Quoted text:
▽

CHARLES: And all this pressure is aimed at one company - Duke Energy. It's the electricity provider in most of North Carolina, owned by shareholders, regulated by the state utilities commission. This is a very common arrangement across the country. So I went to meet Duke Energy in an office tower in downtown Charlotte, the second-highest building in North Carolina.

I mean, look at this view - just...

RANDY WHEELESS: Yeah, so this is the convention center there. And there's the NASCAR Hall of Fame there.

CHARLES: Randy Wheeless is a spokesman for the company.

WHEELESS: Duke Energy's one of the largest electric utilities in the nation. We cover six states, a little over 7 million customers.

CHARLES: As for how much carbon dioxide the company releases every year...

WHEELESS: We are 105 million tons.

CHARLES: Of CO2.

WHEELESS: Right.

CHARLES: That's more than the total emissions of a small country, like Greece or Chile. Now, about a third of the company's electricity comes without any greenhouse emissions at all. It's from nuclear plants. And carbon emissions from its other power plants have been falling. It's been shutting down the ones that burn coal, mainly switching over to natural gas, which is cheaper and releases less carbon. It plans to keep doing this, reducing emissions by 40% over the next 15 years. But even natural gas still releases a lot of heat-trapping carbon dioxide.

What would it take for Duke Energy to cut that number by 90%?

WHEELESS: That's going to be tough. I think what you're looking there is you're going to have to have some sort of carbon capture, some sort of new technology that's not really on the table right now.

CHARLES: I press him on this. Could they do more with the technology that's available now? Wheeless says no, going faster would make electricity more expensive.

WHEELESS: You know, I think a lot of environmentalists talk about the end of the world, but there a lot of people still worried about the end of the month and how to pay bills.

CHARLES: For everybody in the state who's been pushing for a big, quick shift to clean energy, this is frustrating. Dozens of North Carolinians showed up at a meeting of the state utilities commission in February, demanding that the regulators step in and reject Duke Energy's plans. Here's Karen Bearden from Raleigh.

(SOUNDBITE OF ARCHIVED RECORDING)

KAREN BEARDEN: It is critical to move to a just transition to 100% renewable energy fast, y'all, with the urgency of the crisis that we are in.

CHARLES: But it's not clear what regulators will do. Under North Carolina law, they're supposed to make sure that Duke Energy delivers reliable power at the lowest possible cost, and that's cost to consumers, not cost to the environment. It's a puzzle that people are trying to figure out all over the country. How do you get electric utilities to go green?

△

Available data:
▽

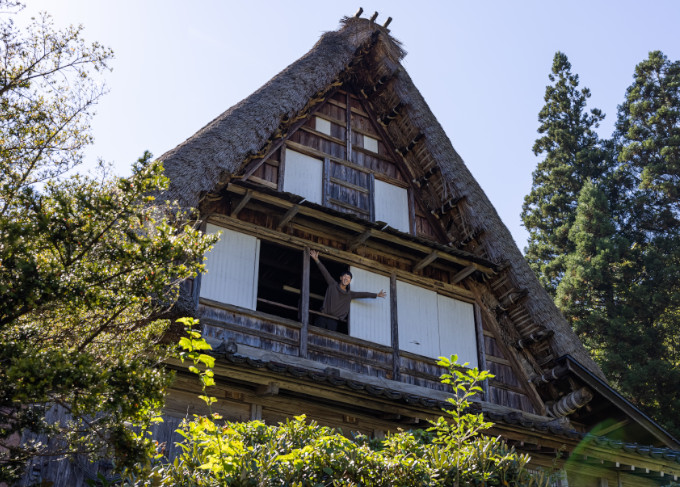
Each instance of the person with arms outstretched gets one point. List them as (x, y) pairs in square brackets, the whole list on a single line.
[(338, 296)]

△

Pick up the transcript about Duke Energy and clean power right after its last line and keep it going. The listing comes from a separate source.

Expected answer:
States in the Northeast are forcing them to, making it steadily more expensive to burn fossil fuels. In North Carolina, some people are saying let's bring in competition, like Jim Warren, director of an environmental justice organization called NC WARN - warn as in warning. He thinks if other companies had a chance to offer Duke Energy's customers a better deal, they'd prove clean energy is cheaper.

JIM WARREN: What we really would like to see is that, you know, the monopoly be restructured and we have a situation where we have competition. And then let's let the marketplace figure it out.

CHARLES: Others, though, say a regulated monopoly can do a great job cutting carbon emissions. Cara Goldenberg, a senior associate at the Rocky Mountain Institute, a nonprofit energy consulting group, says it's just a matter of giving those utilities the right incentives.

CARA GOLDENBERG: You don't necessarily need to use sticks all the time, but there's also carrots, right? There's also these new business model incentives that can bring the utility along in this transition.

CHARLES: For instance, she says, regulators can change the rules so utilities don't just earn money selling electricity. They can get paid for cutting their greenhouse emissions.

GOLDENBERG: Give the utility a goal. If you meet that goal, we're going to reward you. If you don't meet that goal, there could be a penalty.

CHARLES: Regulators could also let a utility charge higher rates for upgrading its electrical grid so it's ready to handle electricity generated by solar arrays on millions of people's homes. Or you could let utilities charge customers for the costs of managing the demand for power.

Conceivably, a utility could control its customer's hot water heaters or electric car chargers, turn them on and off, so the demand for electricity always matches what's being generated by the wind and the sun, hour by hour. Goldenberg says some states, like Colorado and Massachusetts, are already using these tools, and it's turning some electric utilities into partisans of clean power. Dan Charles, NPR News. Transcript provided by NPR, Copyright NPR.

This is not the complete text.